# PAGE EXCERPT:
Robinsonekspedisjonen: 2008 was the eighth season of the Norwegian version of the Swedish show Expedition Robinson, and it premiered on 5 September 2008 and aired until 5 December 2008. The major twist in season eight was the "Heaven and Hell" living areas that the tribes lived in. The North team won the first immunity challenge and earned the right to live in "Heaven", which included huts and beds, while the losers, South team, were forced to live in a bat cave. The season is also remembered for the high amount of contestants to leave the show either voluntarily or in an evacuation. Throughout the season, there were several minor twists put into place such as the elimination duel  
between Manuel and Susanne in episode 2 and the double elimination the South team faced when they chose to through a challenge in order to eliminate a team member. The biggest twist of all occurred when the teams merged. At the time of the merge there were only seven original contestants left in the tribe, however due to the amount of contestants who left early, three reserves entered. Preceding the merge was an elimination challenge which George Stephen Vaz lost, however it was later revealed that this was not a real elimination challenge and that he could earn a spot back in the game if he won it against the contestant of his choice. Vaz chose Hege Reime as his opponent and won the duel. Unlike in most years, instead of there being a final four there was a final three that faced off in a challenge to determine who would face the jury. Ultimately, it was Tom Tveitan who won the season over Britt Carin Jonassen with an unknown jury vote.

# TO DO:
a) For the passage on the 2008 season of Robinsonekspedisjonen, decide whether each statement agrees with it, answering yes or no and quoting the words that settle it: (i) The South team won the first immunity challenge. (ii) Three reserves came into the game at the merge. (iii) Vaz picked Hege Reime as his opponent and lost the duel.
b) Write what comes next in the passage on the 2008 season of Robinsonekspedisjonen, picking up after its last sentence.
The lines after this have no connection to the passage on the 2008 season of Robinsonekspedisjonen.

# DATASET:
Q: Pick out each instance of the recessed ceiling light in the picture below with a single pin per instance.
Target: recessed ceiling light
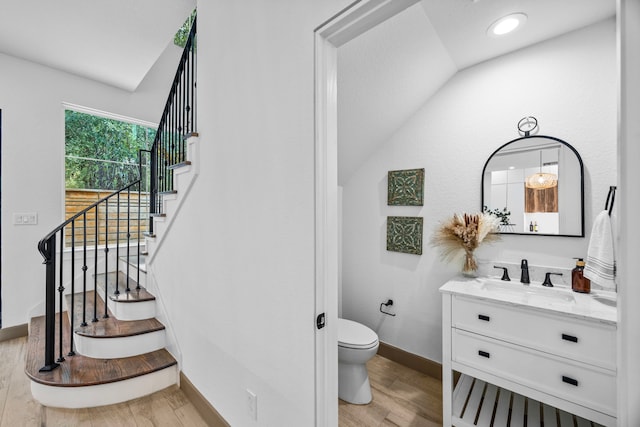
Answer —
(506, 24)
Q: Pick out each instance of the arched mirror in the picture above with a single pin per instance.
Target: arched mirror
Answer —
(535, 184)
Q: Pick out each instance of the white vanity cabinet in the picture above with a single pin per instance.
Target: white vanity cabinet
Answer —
(530, 346)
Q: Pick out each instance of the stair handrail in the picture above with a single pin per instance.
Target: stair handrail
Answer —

# EXPECTED OUTPUTS:
a)
(i) No: "The North team won the first immunity challenge"
(ii) Yes: "three reserves entered"
(iii) No: "Vaz chose Hege Reime as his opponent and won the duel."

b)
Finishing order

Voting history

Rich/Poor Divide
As was the twist this season, beginning after the first reward challenge the winning tribe would be sent to live an island full of luxuries while the losing tribe was sent to live in a cave. In episode six Nelden chose to voluntarily leave the game in exchange for a prize trip. By doing this he automatically sent the remaining two members of South back to the cave.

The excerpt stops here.